• [Objectives]:
[1] Gather every line of the records that contains the string "jeans", and copy each one in full.
[2] Extend the essay on human reason and the Covenant, picking up right after its final sentence.

• [Text section]:
This is what the ultimate practical-philosopher Franklin understood – as the Framers in 1787 attempted to put together a new Constitution through solely a purely rational process. Franklin reminded them that it was to God that they were to look in overcoming the multiple roadblocks they found themselves facing in the process, not to human reason. He asked them if they had so soon forgotten how it was to God that they looked repeatedly, during the recent war with England when the dark days offered little logic as to how they were to move forward?
Tragically, soon after this (the early 1790s), the French would ultimately prove what should have been understood without a shadow of a doubt because of the American example just put before them – that planning to rebuild society on nothing more that human reason was a program destined for devastating failure.
The challenge over the past fifty years of Human Reason to the Covenant.
And so things went, back in the 1960s and 1970s in Vietnam. And so things went, in the early 2000s in Afghanistan and Iraq. And so things went, more recently in Libya and Syria. And so it has also gone on so many of the streets of America itself. Rational (and extremely expensive) social programming by the experts has not made a dent in solving the many social problems facing America since the 1960s, either at home or abroad. Compassion, not plans, should have been employed – a moral challenge that moral leadership should have focused on instead of all that ideologically-inspired "rational" social planning.

• [Listing]:

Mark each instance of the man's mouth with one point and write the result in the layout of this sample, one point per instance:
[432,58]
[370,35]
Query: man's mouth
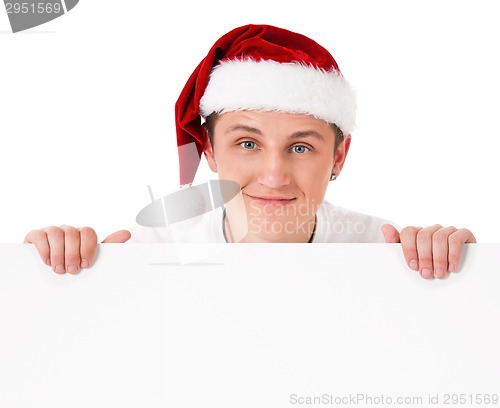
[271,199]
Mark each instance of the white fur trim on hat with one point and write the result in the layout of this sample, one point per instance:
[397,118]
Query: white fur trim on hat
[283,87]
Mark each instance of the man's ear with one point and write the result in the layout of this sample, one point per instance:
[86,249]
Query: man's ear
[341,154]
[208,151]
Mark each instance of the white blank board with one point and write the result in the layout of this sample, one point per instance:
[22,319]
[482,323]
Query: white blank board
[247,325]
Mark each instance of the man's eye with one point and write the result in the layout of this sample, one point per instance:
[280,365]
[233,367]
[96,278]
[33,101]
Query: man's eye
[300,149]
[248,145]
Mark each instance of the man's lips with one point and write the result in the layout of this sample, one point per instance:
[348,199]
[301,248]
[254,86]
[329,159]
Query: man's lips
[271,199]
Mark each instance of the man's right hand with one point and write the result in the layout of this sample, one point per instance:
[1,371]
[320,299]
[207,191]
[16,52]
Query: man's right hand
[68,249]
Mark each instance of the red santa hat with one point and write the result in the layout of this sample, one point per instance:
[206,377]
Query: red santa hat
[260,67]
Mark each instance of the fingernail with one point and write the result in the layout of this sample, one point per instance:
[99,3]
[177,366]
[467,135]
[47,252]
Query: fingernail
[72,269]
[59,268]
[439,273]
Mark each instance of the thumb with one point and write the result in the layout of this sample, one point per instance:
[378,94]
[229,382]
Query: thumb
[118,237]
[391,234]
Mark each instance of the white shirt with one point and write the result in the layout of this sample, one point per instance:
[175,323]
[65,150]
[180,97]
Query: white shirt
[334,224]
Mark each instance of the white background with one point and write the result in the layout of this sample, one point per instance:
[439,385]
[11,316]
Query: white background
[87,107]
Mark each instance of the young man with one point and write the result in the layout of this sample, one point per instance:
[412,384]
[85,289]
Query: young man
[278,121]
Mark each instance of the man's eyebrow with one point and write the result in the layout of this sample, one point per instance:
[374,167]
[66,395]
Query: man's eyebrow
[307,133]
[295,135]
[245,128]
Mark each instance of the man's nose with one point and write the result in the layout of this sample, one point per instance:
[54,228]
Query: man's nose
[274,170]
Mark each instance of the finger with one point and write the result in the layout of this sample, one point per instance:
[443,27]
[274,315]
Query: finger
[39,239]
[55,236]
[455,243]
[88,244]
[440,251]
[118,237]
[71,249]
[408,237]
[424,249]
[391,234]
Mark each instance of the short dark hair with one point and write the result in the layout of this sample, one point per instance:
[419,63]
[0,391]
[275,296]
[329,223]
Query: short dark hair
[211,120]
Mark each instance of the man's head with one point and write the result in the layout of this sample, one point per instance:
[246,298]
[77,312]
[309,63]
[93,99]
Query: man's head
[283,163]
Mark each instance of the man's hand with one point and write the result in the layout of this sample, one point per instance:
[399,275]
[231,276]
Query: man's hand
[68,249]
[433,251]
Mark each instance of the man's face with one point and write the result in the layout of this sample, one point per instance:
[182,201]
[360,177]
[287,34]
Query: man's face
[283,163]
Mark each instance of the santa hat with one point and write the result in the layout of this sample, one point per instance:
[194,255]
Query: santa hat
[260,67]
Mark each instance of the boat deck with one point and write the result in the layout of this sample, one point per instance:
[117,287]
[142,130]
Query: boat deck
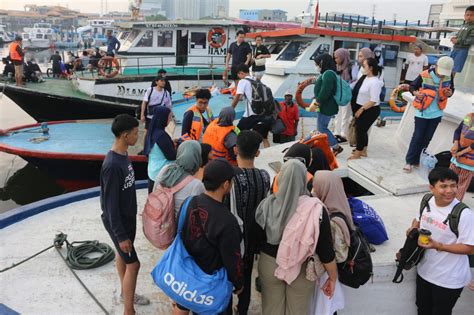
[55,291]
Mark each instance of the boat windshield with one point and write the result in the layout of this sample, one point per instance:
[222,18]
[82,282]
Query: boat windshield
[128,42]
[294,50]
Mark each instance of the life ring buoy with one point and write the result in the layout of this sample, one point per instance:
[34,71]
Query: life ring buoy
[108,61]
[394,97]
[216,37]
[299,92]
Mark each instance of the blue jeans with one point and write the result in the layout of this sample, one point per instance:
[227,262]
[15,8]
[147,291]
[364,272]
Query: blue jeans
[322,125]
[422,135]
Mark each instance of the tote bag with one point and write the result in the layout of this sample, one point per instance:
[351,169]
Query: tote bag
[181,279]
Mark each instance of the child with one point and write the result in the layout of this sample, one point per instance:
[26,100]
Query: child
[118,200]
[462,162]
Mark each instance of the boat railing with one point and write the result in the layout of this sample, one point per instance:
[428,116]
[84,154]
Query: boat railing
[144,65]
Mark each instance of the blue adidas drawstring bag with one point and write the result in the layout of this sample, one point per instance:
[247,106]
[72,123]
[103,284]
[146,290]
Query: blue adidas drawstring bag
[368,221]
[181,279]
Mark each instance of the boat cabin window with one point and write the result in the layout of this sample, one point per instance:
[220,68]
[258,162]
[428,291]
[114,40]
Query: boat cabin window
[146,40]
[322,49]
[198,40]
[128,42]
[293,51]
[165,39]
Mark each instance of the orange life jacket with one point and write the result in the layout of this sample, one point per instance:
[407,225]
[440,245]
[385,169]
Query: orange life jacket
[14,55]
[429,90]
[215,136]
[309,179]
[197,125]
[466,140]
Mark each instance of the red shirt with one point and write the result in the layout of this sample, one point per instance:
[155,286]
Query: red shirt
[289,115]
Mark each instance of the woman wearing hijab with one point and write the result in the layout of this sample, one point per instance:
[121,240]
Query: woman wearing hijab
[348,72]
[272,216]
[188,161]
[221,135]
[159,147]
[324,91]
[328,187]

---

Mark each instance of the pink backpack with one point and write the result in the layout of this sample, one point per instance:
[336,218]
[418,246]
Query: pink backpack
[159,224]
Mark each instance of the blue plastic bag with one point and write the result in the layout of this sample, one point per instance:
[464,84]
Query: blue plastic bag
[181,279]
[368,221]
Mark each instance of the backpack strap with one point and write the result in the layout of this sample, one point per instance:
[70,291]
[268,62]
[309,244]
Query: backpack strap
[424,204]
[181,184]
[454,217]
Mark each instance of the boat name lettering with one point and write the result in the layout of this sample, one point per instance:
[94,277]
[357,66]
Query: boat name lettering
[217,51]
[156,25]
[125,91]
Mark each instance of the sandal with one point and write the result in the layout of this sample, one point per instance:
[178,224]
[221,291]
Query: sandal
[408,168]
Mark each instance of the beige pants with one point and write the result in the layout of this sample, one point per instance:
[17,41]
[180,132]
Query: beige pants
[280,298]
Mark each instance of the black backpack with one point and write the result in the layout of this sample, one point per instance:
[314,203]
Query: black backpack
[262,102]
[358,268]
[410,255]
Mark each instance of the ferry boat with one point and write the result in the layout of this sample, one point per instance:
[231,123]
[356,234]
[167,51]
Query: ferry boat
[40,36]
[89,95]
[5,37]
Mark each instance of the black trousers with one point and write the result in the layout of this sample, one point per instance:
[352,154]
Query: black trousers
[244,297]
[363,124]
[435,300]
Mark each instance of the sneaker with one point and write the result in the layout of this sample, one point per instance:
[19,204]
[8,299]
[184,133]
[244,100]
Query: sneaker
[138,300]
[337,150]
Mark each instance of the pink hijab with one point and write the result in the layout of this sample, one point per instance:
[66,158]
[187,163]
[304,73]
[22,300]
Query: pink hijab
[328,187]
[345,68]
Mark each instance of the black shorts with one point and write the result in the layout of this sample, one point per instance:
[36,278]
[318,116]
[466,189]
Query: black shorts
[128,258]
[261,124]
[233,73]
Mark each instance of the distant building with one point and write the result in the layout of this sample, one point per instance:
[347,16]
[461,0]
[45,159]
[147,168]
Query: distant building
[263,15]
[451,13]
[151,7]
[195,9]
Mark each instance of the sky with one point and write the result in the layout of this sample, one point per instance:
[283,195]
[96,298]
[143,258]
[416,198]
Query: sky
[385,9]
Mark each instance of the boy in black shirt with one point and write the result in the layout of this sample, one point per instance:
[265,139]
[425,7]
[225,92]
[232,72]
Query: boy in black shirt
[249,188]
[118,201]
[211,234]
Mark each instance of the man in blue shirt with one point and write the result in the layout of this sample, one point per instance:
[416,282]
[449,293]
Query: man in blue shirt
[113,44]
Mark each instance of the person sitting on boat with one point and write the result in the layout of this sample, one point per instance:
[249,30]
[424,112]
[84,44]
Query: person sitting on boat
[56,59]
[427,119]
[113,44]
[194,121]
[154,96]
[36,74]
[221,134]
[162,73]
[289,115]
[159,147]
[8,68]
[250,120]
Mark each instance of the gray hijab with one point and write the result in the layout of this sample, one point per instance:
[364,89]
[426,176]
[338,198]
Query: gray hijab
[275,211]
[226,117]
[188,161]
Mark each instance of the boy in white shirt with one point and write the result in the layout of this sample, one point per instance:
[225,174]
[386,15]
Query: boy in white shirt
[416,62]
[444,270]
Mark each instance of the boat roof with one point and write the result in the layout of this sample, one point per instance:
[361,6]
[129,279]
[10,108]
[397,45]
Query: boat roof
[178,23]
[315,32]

• [Answers to the problems]:
[1]
Mark each instance of the blue jeans with one point and write the result in the layout of this sample, one point per instance:
Query: blue jeans

[2]
It has been a long and disappointing fifty years since Rational (or Secular) America began to move away from the longer Christian moral-spiritual tradition – the very moral-spiritual tradition that had just brought the country to unprecedented greatness. Almost immediately after having in the late 1940s and 1950s achieved superpower status – and a highly respected Christian model to place before much of the democracy-aspiring world – America began in the 1960s its move away from that very traditional Christian moral-spiritual order ... in order to head down the alluring but highly deceptive Secular road of Human Reason.
America was not quite perfect. But there were those power-brokers and their intellectual advisors who were certain they understood the rational process by which to bring America to perfection. Indeed, it was this very idea of rational social engineering that formed the core of Johnson's Great Society Program. It was also the basis for the Vietnam program Johnson attempted to put into play at the same time.
Evaluating the grand engineers of Human Reason.
Not surprisingly, behind this new momentum were those with the highest and most prestigious educations, especially in the legal field.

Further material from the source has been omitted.